[begin Data for this task]

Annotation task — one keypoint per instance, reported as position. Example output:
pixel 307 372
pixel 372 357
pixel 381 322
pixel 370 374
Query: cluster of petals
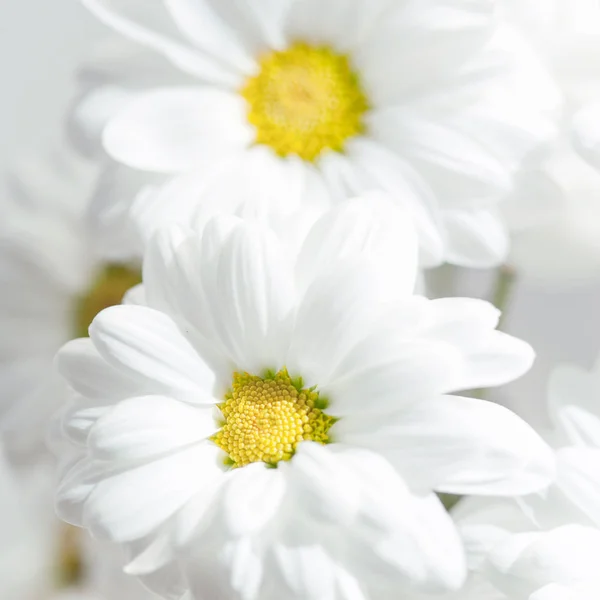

[end Data for this task]

Copy out all the records above word for word, and leave the pictures out.

[Response for this exercise]
Annotation task — one keypoint per instance, reported as position. Example output:
pixel 307 372
pixel 372 357
pixel 381 322
pixel 370 374
Query: cluster of petals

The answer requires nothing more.